* Required tasks
• a. Answer these questions about the merger announcement:
(i) How many shares of Valera common stock does National Patent Development Corporation own?
(ii) What product does Valera market for advanced prostate cancer?
(iii) When is the merger expected to be completed?
• b. From the merger announcement, pull out the text starting with "According to the" and going on through "Indevus common stock.".

* Given passage
· · · · · · ·
NEW YORK--(BUSINESS WIRE)--National Patent Development Corporation (NPDV.OB), a holding company with interests in optical plastics, paint and hardware distribution, and pharmaceuticals, including ownership of 2,070,670 shares (approximately 14% of the currently outstanding shares) of common stock of Valera Pharmaceuticals (NASDAQ: VLRX), announced that on December 12, 2006 Valera had issued a press release and filed a Form 8-K reporting that Valera had entered into an agreement and plan of merger pursuant to which Indevus Pharmaceuticals, Inc. (NASDAQ: IDEV) would acquire Valera in a stock transaction for $7.75 per share (as described below), plus contingent payments of up to $3.50 per share based on the achievement of future product milestones (as described below). Two related parties of National Patent are entitled to receive 50% of any proceeds in excess of $3.94 per share received by National Patent from the sale of 404,004 of National Patent’s shares of Valera common stock.

Valera is a specialty pharmaceutical company focused on the development and commercialization of urology and endocrinology products. Valera markets VANTAS for advanced prostate cancer and has multiple products in clinical development including SUPPRELIN-LA for central precocious puberty.

According to the Valera press release and its Form 8-K, the merger will take the form of a tax-free stock-for-stock merger. Under the terms of the agreement, each share of Valera common stock will be exchanged for $7.75 in Indevus common stock, provided the volume weighted average closing price for Indevus common stock is between $6.59 and $8.05 during the 25 trading day period ending five trading days prior to the meeting of Valera stockholders to vote on the merger. Each Valera share exchanged would be converted into not more than 1.1766 shares and not less than 0.9626 shares of Indevus common stock.

In addition, each share of Valera common stock will also be converted into three contingent stock rights (“CSRs”) relating to three Valera products in various stages of development. One CSR is convertible into $1.00 of Indevus common stock upon FDA approval of Valera’s SUPPRELIN-LA and the availability of sufficient launch quantities, one CSR is convertible into $1.00 of Indevus common stock upon FDA approval of Valera’s biodegradable ureteral stent and one CSR is convertible into $1.50 of Indevus common stock upon FDA approval of Valera’s octreotide implant. The amount of Indevus common stock into which the CSRs convert will be determined by a formula based on the average stock price of Indevus prior to achievement of the applicable milestones, and CSRs convert into Indevus common stock only if the applicable milestones are achieved within three years of the closing of the merger in the case of SUPPRELIN-LA and within five years of the closing of the merger in the case of the biodegradable ureteral stent and the octreotide implant.

In connection with the transaction, certain affiliated funds of Sanders Morris Harris, Valera’s largest shareholder, and one other large shareholder of Valera, have entered into voting agreements in which they have agreed to vote shares representing approximately 41% of Valera’s outstanding shares in favor of the merger.

The merger has been approved by the boards of directors of Indevus and Valera and is expected to be completed on or around April 30, 2007. Closing of the merger is subject to clearance under the Hart-Scott Rodino Antitrust Improvements Act, approval of Valera’s stockholders, approval of Indevus’ stockholders and other customary closing conditions.
· · · · · · ·
* Records from a dataset
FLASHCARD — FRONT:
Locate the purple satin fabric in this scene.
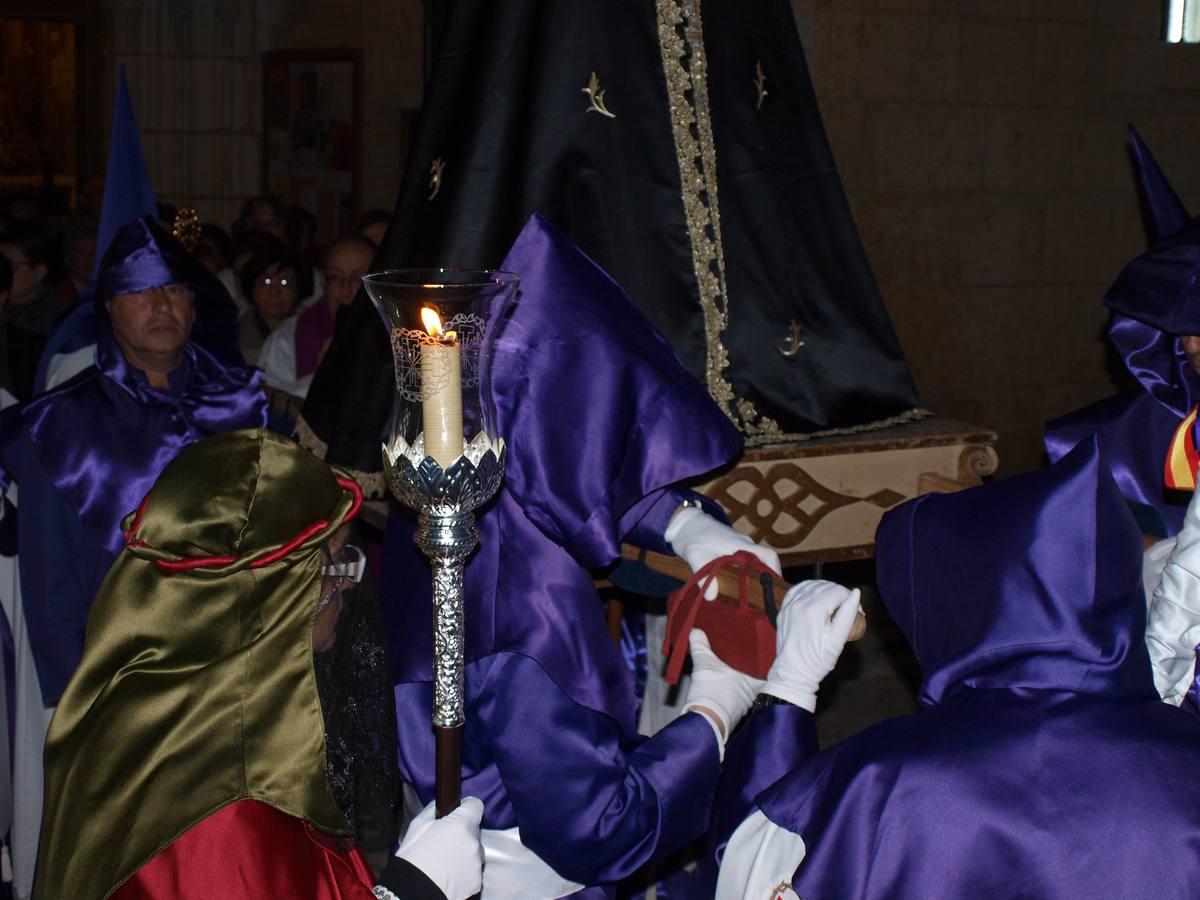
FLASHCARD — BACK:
[396,653,720,886]
[1045,221,1200,535]
[19,331,266,554]
[383,216,740,733]
[758,440,1200,900]
[1104,220,1200,345]
[295,298,335,378]
[1129,125,1192,244]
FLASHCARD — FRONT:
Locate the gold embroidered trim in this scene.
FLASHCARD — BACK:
[425,156,446,200]
[295,415,384,499]
[656,0,791,443]
[745,407,934,446]
[655,0,912,446]
[581,72,617,119]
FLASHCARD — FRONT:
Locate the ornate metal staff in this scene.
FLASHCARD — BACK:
[362,269,520,816]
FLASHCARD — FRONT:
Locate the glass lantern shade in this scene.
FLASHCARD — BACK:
[362,269,520,469]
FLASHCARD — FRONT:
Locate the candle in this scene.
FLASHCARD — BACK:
[421,306,462,469]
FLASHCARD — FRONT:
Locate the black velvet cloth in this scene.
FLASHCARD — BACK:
[313,549,400,852]
[301,0,917,480]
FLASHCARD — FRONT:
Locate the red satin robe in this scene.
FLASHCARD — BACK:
[112,800,374,900]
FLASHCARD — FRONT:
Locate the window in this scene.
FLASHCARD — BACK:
[1163,0,1200,43]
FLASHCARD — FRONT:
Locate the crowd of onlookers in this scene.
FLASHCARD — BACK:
[0,196,391,408]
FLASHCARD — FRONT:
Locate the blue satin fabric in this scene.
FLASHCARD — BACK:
[0,229,266,704]
[758,440,1200,900]
[37,216,246,389]
[383,216,740,886]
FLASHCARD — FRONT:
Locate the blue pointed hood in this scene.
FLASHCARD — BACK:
[876,437,1157,706]
[94,216,245,366]
[1129,125,1192,244]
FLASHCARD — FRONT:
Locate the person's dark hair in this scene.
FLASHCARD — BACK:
[241,250,312,306]
[0,224,52,266]
[233,193,288,238]
[354,206,391,232]
[320,232,379,265]
[229,232,288,263]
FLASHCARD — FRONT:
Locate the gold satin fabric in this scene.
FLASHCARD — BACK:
· · · · · · ·
* Your written answers
• a.
(i) 2,070,670 shares
(ii) VANTAS
(iii) On or around April 30, 2007

• b.
According to the Valera press release and its Form 8-K, the merger will take the form of a tax-free stock-for-stock merger. Under the terms of the agreement, each share of Valera common stock will be exchanged for $7.75 in Indevus common stock, provided the volume weighted average closing price for Indevus common stock is between $6.59 and $8.05 during the 25 trading day period ending five trading days prior to the meeting of Valera stockholders to vote on the merger. Each Valera share exchanged would be converted into not more than 1.1766 shares and not less than 0.9626 shares of Indevus common stock.